• Conjunto de tareas:
a) En el artículo sobre las playas de Rocha, ¿qué edad tiene Martín Camou?
b) Prosigue el artículo sobre las playas de Rocha a partir de su última oración.

• Bloque de texto:
===============

La edición de febrero de Lonely Planet Argentina titula su portada:” Uruguay todo legal”, anunciando una nota dedicada a las playas de Rocha.
Desde La Pedrera hasta el Chuy, en el artículo se reseñan las experiencias de vida de la gente que eligió las costas rochense para vivir.

La nota

Voces de Rocha

Recorré desde La Pedrera hasta el Chuy de la mano de la gente que eligió las costas vecinas para encarar su vida. Surf, mucho pescado y naturaleza para donde mires.
Viajar a Uruguay es como ir a tomar el té a la casa de la abuela, que te prepara las masitas de siempre, te hace mimos y te cuenta las mismas historias desde que las tardes eran para jugar en el jardín.
Uruguay queda “en la vuelta”, como dicen ellos, y es como estar en familia, pero sin ese desgaste de lo cotidiano, sin los roces del día a día; es como estar en casa pero hace un par de décadas, sin tanto tránsito, wifi ni escándalo en la tele; fuera de carrera, pero con los valores y prioridades de la abuela tatuados hasta las capas más hondas. No es nuestro país, pero tampoco es Brasil.
Tiene playas anchas que nos gustan, atardeceres con mate caliente, parrilla y campo; tiene brisa de mar, códigos conocidos y el mismo idioma. Más allá de Maldonado, cruzar la Laguna de Rocha asegura estas condiciones. Manejamos por la Ruta 9 a través del departamento y en cada pueblo, sea La Pedrera, Cabo Polonio, Punta del Diablo y hasta el Chuy, encontramos al menos un gran personaje, alguien que habla del lugar en el relato de su historia, en la vida que elige, tanto en la soledad del invierno como en la corrida del verano, cuando a los pocos miles de rochenses se suman todos los golondrinas que llegan para cubrir la temporada y hay que trabajar fuertemente entre las Fiestas y el Carnaval para tirar el resto del año. Y aunque la meta de todos coincide en “desestacionalizar” –que las puertas de los hoteles y restaurantes queden abiertas más allá de marzo–, entre líneas se lee cierta amenaza de que la cosa cambie, de perder las horas de siesta, las playas vacías, las noches largas y en silencio. Es un riesgo que se corre cada verano, cuando el secreto sale expulsado como un chorro para Brasil, Chile, Argentina y algunos países de Europa, y devuelve a unos pocos que se animan al cambio. Acá, Rocha vista a través de las historias de sus personajes.

La Pedrera


por Martín
“Llegaron un día muy especial para nosotros: hoy se legalizó la producción de marihuana en Uruguay”, Martín Camou abre un par de cervezas frías y brinda en el aire. Su país es el primero del mundo en permitir el cultivo y la distribución de cannabis, y es en este marco de ley, al 12 de diciembre del año 2013, que las plantas tantas veces discutidas asoman por los balcones y toman las huertas y jardines de las casas uruguayas. Martín, de 24 años y barba rubia, camisa a cuadros sobre remera blanca y palabras medidas, vivió un par de años haciendo distintas cosas en Europa, actualmente da “talleres merenderos para barrios de contexto crítico” en Montevideo y surfea en cada oportunidad, casi todos los días. Martín pasa los meses de verano trabajando en el Parque Reserva Punta Rubia, las cabañas donde nos quedamos esta noche, a una cuadra de la playa. “Siempre encuentro un rato para escaparme al mar, arreglo con otro amigo que está en la misma y salimos disparados para donde esté bueno en ese momento”.

===============

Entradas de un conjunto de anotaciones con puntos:
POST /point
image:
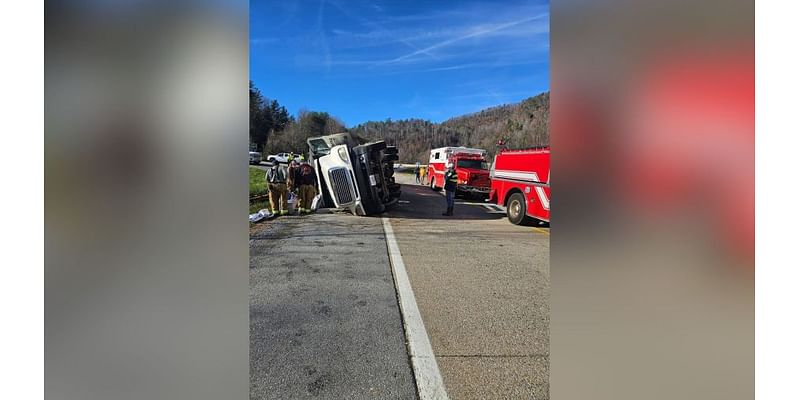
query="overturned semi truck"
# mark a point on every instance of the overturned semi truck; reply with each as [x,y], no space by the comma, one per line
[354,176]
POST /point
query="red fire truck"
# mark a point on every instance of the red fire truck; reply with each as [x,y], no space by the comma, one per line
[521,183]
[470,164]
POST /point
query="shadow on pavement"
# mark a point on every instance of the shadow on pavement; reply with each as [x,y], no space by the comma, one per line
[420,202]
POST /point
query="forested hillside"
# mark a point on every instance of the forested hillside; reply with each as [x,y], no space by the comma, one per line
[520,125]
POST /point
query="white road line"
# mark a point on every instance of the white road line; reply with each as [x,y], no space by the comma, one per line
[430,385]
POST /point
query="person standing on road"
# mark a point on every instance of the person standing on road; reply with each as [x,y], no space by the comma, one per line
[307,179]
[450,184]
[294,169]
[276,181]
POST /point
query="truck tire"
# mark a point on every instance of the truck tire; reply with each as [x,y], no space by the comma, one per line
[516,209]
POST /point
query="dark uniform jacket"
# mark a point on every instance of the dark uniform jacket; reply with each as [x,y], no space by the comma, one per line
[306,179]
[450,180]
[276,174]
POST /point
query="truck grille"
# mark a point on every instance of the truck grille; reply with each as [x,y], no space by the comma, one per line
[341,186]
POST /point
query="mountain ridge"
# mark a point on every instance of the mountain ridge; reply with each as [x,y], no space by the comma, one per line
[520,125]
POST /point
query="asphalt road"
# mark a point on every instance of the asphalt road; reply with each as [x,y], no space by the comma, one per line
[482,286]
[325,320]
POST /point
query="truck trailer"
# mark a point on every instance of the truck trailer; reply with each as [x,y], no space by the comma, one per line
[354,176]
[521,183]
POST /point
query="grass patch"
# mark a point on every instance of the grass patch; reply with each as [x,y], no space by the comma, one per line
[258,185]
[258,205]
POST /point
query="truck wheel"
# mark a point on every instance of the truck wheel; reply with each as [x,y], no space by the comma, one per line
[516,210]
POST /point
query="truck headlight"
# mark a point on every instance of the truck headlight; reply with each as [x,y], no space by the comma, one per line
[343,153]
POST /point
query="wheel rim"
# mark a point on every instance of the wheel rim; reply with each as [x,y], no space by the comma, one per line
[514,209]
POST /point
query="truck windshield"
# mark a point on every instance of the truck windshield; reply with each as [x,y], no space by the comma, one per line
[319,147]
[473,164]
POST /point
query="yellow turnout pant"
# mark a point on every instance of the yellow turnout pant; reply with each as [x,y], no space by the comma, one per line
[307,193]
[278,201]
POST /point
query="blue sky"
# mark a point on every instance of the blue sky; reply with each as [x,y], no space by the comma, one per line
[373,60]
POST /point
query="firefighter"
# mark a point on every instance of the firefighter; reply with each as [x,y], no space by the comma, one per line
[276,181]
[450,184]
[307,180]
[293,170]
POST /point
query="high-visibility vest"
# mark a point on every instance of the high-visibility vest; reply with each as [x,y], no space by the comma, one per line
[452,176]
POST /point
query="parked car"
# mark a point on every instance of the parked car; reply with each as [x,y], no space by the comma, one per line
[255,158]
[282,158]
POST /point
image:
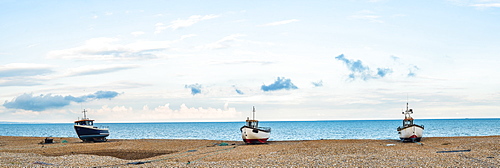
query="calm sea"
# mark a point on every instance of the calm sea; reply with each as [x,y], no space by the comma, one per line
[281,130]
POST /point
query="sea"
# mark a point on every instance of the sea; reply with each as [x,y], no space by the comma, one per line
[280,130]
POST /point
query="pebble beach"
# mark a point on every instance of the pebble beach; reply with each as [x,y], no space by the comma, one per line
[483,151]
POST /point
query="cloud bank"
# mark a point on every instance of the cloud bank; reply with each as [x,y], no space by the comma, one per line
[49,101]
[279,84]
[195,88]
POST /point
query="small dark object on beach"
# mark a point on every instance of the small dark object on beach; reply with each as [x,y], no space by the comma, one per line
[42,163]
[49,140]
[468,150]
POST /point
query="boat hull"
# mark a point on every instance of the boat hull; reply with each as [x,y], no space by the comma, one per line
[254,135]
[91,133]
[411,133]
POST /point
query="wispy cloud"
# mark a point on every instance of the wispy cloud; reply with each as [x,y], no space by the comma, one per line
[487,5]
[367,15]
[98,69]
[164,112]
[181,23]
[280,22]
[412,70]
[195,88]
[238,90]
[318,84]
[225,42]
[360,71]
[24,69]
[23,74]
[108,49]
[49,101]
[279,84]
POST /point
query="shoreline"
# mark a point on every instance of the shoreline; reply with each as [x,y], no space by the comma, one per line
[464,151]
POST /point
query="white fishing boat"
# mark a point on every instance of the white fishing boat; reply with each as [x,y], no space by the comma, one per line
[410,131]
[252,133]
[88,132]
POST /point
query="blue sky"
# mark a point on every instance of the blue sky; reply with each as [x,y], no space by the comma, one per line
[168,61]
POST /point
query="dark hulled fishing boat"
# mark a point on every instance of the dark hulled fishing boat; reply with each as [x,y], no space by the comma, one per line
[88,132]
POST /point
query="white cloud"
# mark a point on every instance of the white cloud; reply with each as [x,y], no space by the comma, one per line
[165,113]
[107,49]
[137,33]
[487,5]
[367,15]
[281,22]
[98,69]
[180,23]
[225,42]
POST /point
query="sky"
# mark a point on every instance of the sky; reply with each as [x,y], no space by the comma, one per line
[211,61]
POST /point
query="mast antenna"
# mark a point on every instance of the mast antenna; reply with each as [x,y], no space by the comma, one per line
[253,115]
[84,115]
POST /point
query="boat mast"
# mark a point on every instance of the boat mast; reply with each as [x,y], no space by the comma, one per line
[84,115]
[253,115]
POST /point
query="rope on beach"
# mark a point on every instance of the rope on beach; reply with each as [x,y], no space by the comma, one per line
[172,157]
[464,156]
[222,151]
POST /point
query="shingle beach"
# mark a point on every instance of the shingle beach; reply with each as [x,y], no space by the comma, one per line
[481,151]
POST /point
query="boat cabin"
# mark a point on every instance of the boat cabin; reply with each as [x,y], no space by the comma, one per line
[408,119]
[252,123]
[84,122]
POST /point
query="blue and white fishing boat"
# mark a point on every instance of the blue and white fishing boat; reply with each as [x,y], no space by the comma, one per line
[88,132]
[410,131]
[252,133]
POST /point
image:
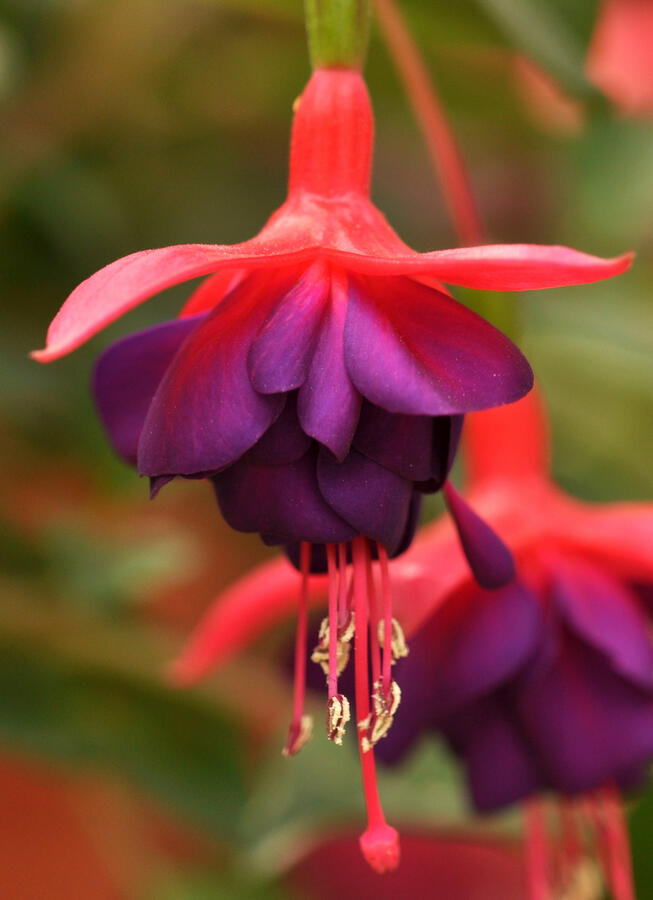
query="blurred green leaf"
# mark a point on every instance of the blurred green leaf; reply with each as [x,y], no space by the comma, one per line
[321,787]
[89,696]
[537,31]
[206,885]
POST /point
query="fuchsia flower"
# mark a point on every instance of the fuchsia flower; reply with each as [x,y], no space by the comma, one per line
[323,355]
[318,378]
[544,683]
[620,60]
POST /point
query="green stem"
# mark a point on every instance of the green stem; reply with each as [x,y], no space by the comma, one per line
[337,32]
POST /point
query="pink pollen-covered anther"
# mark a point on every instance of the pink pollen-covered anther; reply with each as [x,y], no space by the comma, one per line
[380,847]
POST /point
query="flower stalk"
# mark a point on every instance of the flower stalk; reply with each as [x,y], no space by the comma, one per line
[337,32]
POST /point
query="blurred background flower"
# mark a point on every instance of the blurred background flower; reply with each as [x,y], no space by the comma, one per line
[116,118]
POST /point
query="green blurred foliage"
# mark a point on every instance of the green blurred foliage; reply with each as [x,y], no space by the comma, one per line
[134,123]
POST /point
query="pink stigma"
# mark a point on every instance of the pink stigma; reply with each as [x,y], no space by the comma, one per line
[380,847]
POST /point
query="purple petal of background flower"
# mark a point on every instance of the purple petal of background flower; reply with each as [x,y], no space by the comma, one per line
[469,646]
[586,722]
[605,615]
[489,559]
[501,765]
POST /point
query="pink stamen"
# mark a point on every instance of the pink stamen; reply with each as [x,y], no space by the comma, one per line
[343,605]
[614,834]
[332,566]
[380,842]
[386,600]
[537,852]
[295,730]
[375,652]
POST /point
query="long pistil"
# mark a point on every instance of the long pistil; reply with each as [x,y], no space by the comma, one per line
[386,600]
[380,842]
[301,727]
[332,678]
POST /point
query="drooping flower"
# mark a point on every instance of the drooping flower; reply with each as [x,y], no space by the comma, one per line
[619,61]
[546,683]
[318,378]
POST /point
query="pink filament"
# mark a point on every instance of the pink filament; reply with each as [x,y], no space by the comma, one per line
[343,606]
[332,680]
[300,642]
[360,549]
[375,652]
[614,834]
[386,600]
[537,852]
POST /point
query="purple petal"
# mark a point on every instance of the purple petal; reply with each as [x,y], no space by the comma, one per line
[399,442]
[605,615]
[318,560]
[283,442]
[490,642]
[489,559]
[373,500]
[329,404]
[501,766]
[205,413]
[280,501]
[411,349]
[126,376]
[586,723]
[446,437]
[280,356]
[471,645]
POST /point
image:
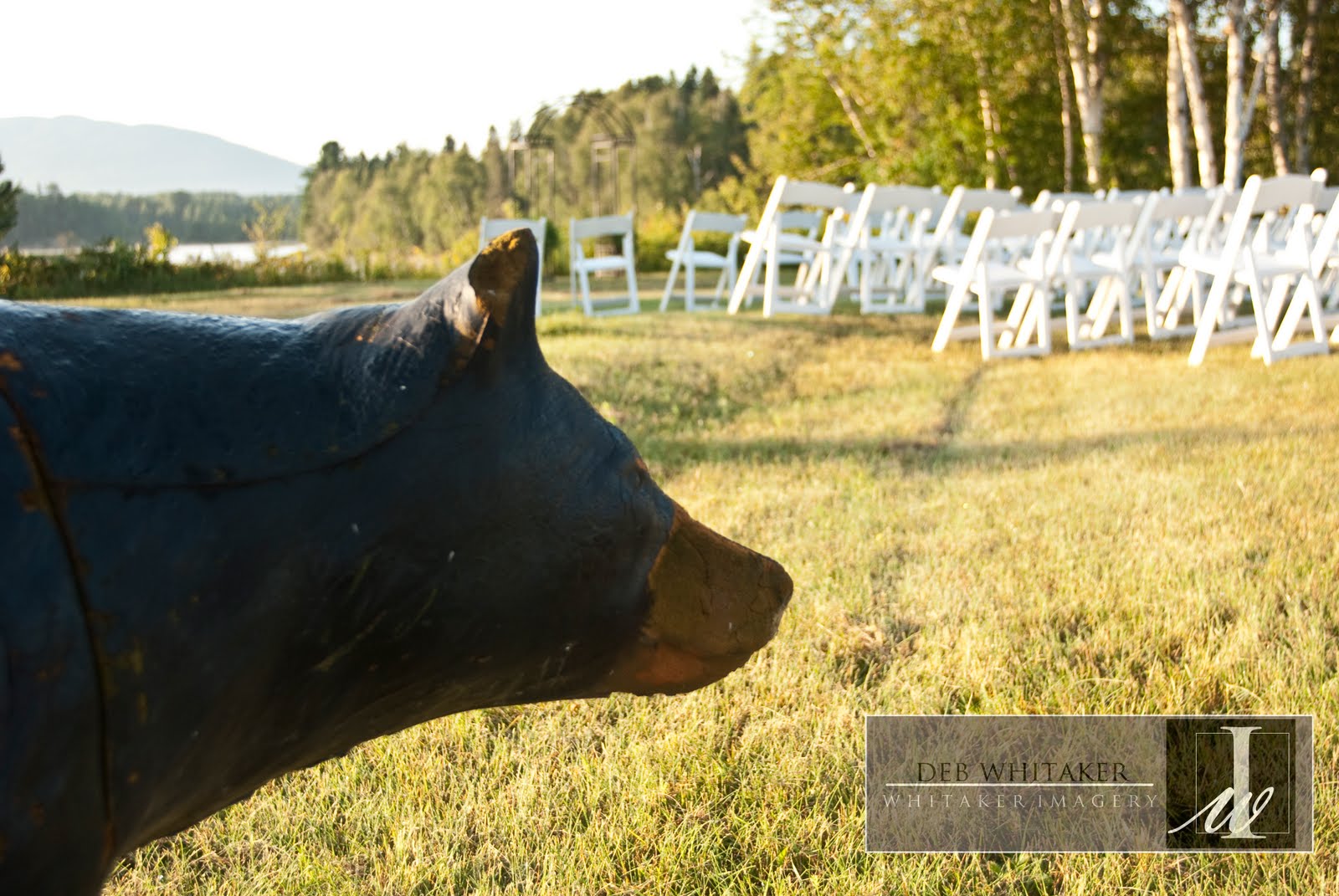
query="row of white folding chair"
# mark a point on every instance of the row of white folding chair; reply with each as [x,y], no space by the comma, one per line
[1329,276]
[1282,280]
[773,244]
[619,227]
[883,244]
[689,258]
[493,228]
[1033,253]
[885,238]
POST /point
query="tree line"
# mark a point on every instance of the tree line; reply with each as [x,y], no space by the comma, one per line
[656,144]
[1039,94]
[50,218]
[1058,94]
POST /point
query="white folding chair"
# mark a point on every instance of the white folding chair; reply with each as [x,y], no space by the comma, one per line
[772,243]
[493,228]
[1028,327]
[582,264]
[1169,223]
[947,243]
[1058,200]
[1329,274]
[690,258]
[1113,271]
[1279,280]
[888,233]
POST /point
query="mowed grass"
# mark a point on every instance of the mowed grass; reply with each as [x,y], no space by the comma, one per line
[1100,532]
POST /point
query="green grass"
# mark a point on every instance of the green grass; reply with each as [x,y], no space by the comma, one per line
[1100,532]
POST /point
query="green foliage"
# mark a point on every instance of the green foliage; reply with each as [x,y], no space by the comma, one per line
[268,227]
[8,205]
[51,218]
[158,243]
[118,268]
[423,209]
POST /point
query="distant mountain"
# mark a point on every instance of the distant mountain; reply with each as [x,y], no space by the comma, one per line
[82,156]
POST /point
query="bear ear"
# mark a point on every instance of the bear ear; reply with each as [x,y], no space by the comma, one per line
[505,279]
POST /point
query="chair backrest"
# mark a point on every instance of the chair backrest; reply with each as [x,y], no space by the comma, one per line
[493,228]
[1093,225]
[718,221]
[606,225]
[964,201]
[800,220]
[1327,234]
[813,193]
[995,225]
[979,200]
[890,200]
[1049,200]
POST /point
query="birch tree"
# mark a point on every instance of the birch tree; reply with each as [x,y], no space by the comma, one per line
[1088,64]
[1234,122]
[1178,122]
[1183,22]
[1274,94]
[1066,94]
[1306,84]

===============

• Respuestas finales:
a) 24 años.

b)
Uruguay no tiene la fama surfer de Brasil, pero viene asomando. En la Playa de los Botes, con fondo de piedra y bien resguardada de los vientos del este, hay un monumento a Vispo Rossi, el primer surfista uruguayo, un loco del mar que montaba las olas sobre puertas, colchones inflables y cualquier superficie plana y flotante que tuviera a mano. La Paloma y La Pedrera, balnearios vecinos, a nueve kilómetros de distancia, se complementan y potencian como destinos surfistas, con playas para todos los vientos posibles, olas aptas para todo el público o más exigentes, más grandes o más largas, con fondos de arena o de piedra. Hablando de esto, Martín pierde lo medido y se lanza a un monólogo ininterrumpido sobre las condiciones de Aguada, Zanja Honda y Corumbá, en La Paloma; y el Desplayado y la Playa del Barco, en La Pedrera. Dice que no tiene una preferida, pero habla de la última playa con el entusiasmo de un gran recuerdo: “La Playa del Barco tiene una excelente derecha, es una ola bien tubular, algunos le dicen ‘el trueno’ por cómo suena cuando rompe”. Los ojos le brillan. Los nuestros también. Hoy se hizo historia en Uruguay.

Cabo Polonio


por Laura
El Polonio es Parque Nacional desde el año 2009, un área de reserva natural que protege las dunas más grandes del país, lobos y leones marinos, gran diversidad de aves y la flora del monte nativo.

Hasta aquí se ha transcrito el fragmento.